**読解用の文章**
= = = = =

”王者”として鈴鹿に凱旋。フェルスタッペンがF1に刻んだ最初の一歩、2014年の日本GP
タイトル連覇を目指して日本GPに臨むマックス・フェルスタッペン。彼がF1の公式セッションデビューを果たしたのは、2014年の日本GPだった。
Max Verstappen, Toro Rosso
Sutton Images
レッドブルのマックス・フェルスタッペンが、タイトル連覇を目前にしている。日本GPで優勝+ファステストラップを獲得すれば、5レースを残して自力で戴冠を決められるという、まさに圧倒的といった状態だ。
日本のファンにとっては、”Honda製パワーユニット”を背負ってルイス・ハミルトン(メルセデス)と激しいタイトル争いを繰り広げていた昨年フェルスタッペンを日本GPで応援できなかっただけに、今年の日本GPでは何としてもフェルスタッペンを応援したいというファンも多いのではないだろうか。
フェルスタッペンにとっても、鈴鹿は特別な思い出が残るコース。日本GPを前にした取材で、「鈴鹿にまた戻ってこれて嬉しい。鈴鹿は初めてのフリー走行を走った場所だからね」と語ったように、彼が若干17歳にして、F1公式セッションデビューを飾った地だからだ。
2014年、当時16歳のフェルスタッペンは4輪レースデビューを飾ったばかりだったが、ヨーロッパF3で6連勝をマーク(最終的に10勝でランキング3位)。この活躍に早速F1チームからも関心を寄せられ、レッドブルとメルセデスが獲得に興味を示した。
メルセデスはF1直下のGP2(現F2)で経験を積ませ、何度かF1のフリー走行を走らせようと考えていた。だがレッドブルはなんと彼にトロロッソからのF1デビューを確約。フェルスタッペンは2014年8月にレッドブル育成ドライバーとなったのだ。
その後、フェルスタッペンはオランダのロッテルダムでF1マシンでのデモ走行を実施(バリアにクラッシュするというミスも……)、9月にはイタリアのアドリア・インターナショナル・レースウェイで2年落ちのF1マシンを使い、スーパーライセンス獲得に必要な300kmの走行をこなした。
そしてこの年のシンガポールGPで、アルファタウリのフランツ・トスト代表が日本GPのFP1でフェルスタッペンを走らせる予定だと明かした。当時のコメントは以下の通りだ。
「彼は問題なく396kmを走り、みんなは彼のパフォーマンスに本当に感動していた」
「彼が鈴鹿の金曜フリー走行に向けてスーパーライセンスを取得できるかどうかは、FIAの手にかかっている。我々は一歩一歩彼を準備し、彼が2015年の我々のために正しいドライバーであると確信している」

= = = = =

**抜粋記録**
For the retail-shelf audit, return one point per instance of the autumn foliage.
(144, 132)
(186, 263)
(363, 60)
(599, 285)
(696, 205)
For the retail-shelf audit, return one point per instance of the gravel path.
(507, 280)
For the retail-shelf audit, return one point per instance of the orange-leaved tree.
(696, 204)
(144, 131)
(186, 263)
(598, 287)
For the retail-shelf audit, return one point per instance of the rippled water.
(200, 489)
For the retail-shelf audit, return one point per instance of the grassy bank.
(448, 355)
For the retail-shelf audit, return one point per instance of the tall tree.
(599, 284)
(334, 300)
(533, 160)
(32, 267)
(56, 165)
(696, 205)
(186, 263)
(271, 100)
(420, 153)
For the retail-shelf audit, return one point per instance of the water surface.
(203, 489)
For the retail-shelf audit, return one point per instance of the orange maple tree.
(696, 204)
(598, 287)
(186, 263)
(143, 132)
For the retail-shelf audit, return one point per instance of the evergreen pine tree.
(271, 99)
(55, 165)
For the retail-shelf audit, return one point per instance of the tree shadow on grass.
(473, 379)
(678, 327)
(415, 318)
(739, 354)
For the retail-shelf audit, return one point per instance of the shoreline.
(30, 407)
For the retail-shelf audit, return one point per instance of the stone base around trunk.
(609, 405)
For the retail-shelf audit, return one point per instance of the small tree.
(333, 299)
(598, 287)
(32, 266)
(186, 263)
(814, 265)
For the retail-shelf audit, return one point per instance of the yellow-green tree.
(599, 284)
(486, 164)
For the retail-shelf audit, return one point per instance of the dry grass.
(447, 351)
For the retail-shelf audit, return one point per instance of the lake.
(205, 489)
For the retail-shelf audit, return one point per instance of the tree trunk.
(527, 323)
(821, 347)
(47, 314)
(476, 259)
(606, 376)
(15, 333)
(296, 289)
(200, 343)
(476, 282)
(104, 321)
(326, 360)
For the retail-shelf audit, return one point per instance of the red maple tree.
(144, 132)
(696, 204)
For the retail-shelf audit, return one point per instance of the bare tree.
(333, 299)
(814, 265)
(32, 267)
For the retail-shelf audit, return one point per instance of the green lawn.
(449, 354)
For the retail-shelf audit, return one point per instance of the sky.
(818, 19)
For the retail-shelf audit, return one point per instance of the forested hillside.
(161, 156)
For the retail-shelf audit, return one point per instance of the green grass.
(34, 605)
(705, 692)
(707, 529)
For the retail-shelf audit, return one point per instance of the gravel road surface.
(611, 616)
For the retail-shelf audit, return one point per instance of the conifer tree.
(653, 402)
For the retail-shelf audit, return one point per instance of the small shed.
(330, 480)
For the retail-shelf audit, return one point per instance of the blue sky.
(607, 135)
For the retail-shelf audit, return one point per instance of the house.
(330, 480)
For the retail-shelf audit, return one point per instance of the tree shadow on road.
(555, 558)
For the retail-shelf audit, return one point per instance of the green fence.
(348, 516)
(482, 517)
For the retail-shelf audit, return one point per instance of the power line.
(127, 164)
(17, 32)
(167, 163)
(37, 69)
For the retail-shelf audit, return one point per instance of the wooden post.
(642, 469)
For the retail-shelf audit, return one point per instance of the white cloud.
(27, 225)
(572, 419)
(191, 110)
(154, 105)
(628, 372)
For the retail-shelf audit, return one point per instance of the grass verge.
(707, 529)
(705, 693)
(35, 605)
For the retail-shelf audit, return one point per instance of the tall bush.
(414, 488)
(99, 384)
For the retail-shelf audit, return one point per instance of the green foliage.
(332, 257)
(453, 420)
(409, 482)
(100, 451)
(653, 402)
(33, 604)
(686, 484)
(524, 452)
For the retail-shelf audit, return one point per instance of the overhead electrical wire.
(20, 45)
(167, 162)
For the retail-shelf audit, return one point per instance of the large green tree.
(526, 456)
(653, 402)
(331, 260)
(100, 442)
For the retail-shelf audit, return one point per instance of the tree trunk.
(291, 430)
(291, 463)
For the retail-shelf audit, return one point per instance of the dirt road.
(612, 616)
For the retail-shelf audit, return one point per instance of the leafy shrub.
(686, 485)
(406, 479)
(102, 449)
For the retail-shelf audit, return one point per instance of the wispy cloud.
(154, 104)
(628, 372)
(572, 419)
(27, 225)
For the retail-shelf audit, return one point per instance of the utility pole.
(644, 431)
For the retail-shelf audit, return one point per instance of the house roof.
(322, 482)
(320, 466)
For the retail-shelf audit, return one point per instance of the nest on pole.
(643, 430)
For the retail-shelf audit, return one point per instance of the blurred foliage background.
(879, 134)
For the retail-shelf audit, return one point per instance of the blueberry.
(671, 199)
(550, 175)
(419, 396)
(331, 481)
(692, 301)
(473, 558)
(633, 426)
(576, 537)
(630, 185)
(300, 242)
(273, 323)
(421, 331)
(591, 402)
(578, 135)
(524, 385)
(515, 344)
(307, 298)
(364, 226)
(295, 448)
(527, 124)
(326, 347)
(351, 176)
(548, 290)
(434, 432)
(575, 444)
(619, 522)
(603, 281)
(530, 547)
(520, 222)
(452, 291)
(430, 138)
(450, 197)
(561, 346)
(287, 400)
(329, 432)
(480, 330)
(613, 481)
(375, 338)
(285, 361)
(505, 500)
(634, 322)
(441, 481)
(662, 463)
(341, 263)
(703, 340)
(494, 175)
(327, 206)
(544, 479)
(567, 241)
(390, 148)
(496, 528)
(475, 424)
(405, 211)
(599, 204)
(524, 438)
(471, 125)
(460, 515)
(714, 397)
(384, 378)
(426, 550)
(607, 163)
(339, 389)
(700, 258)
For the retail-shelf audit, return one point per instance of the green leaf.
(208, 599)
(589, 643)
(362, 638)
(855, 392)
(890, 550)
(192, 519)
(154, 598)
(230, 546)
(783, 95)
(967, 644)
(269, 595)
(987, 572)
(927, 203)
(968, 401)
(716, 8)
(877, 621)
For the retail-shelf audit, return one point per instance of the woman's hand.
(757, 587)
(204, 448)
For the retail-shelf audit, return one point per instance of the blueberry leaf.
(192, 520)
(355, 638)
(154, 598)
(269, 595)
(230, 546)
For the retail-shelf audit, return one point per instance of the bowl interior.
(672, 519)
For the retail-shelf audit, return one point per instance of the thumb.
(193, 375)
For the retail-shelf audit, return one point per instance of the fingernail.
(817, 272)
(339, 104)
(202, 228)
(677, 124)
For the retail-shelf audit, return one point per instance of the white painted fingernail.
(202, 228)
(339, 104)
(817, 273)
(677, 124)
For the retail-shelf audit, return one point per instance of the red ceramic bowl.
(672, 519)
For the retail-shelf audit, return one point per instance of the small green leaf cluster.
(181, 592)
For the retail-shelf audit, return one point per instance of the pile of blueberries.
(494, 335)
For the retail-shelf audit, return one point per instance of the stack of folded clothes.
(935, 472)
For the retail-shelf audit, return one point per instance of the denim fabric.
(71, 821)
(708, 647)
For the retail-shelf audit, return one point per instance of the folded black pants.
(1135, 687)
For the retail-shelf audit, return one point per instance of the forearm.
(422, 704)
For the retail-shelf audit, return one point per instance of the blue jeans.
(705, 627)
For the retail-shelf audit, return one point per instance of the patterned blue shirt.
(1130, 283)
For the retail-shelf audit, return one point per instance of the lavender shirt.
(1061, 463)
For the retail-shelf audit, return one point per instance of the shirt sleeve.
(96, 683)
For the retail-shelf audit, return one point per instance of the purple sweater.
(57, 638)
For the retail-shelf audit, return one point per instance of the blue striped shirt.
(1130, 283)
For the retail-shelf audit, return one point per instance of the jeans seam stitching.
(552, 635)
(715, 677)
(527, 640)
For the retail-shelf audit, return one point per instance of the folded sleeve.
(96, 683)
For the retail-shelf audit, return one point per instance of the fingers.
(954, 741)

= = = = =

**課題**
**A.** フェルスタッペンに関する文章を読んで、次の問いに答えなさい。
(i) 2014年、フェルスタッペンはヨーロッパF3で何連勝を記録したか。
(ii) フェルスタッペンがレッドブル育成ドライバーになったのは2014年の何月か。
(iii) アドリア・インターナショナル・レースウェイで、スーパーライセンス獲得に必要な走行として何kmを走ったか。
**B.** フェルスタッペンに関する文章の続きを書きなさい。

**各課題の解答**
**A.**
(i) 6連勝
(ii) 8月
(iii) 300km

**B.**
幸いにして、FIAからのライセンス発行の許可が下り、フェルスタッペンの日本GP出走が実現した。わずか17歳と3日でのF1公式セッションデビュー。2015年にスーパーライセンス発給の条件が厳しくなり、最初のレースに参加する時点で18歳以上であることが条件となったため、この記録が更新されることはしばらくないだろう。
多くの注目を浴びる中、フェルスタッペンは22周を走った。というよりも、マシンから白煙が上がり、フェルスタッペンはマシンを止めざるを得なかったのだ。
最終的な結果は12番手。圧倒的な強さでシーズンを支配していたメルセデス勢からは2.5秒以上離されたものの、10番手だったレギュラードライバーのダニール・クビアトと比べて0.443秒差。テクニカルな鈴鹿で、F1初走行だった彼の走りに、強烈な印象を受けた方も多いのではなかろうか。
彼の当時のコメントを今になって振り返ってみると、只者ではないような雰囲気を感じるが、それは彼が王者となることを知っているからだろうか……
「今日一番重要だったのは、鈴鹿という難しいサーキットでマシンに乗って経験を積むことだった」
そうF1初セッションを終えた彼は語っている。
「エンジンパワーには驚いたよ。今乗っているF3と比べてクルマは大きいし、走行中に考えなければならないことが多い。難しいクルマなので自信を持って走れるようになるまで数周かかった」
「もちろん全く限界には程遠かった。ばかなことをしないように、ひたすら慎重に走ったよ。重要なのはたくさん周回することだった。周回を重ね、コースに慣れることを目指した。ここは簡単なコースじゃないからね。でも自分のタイムには満足できた。一番大変だったのはこのマシンに慣れることだったんだ。(テストで使用した)2012年のクルマとは大きく違うからね。でもすべてうまくいったと思う」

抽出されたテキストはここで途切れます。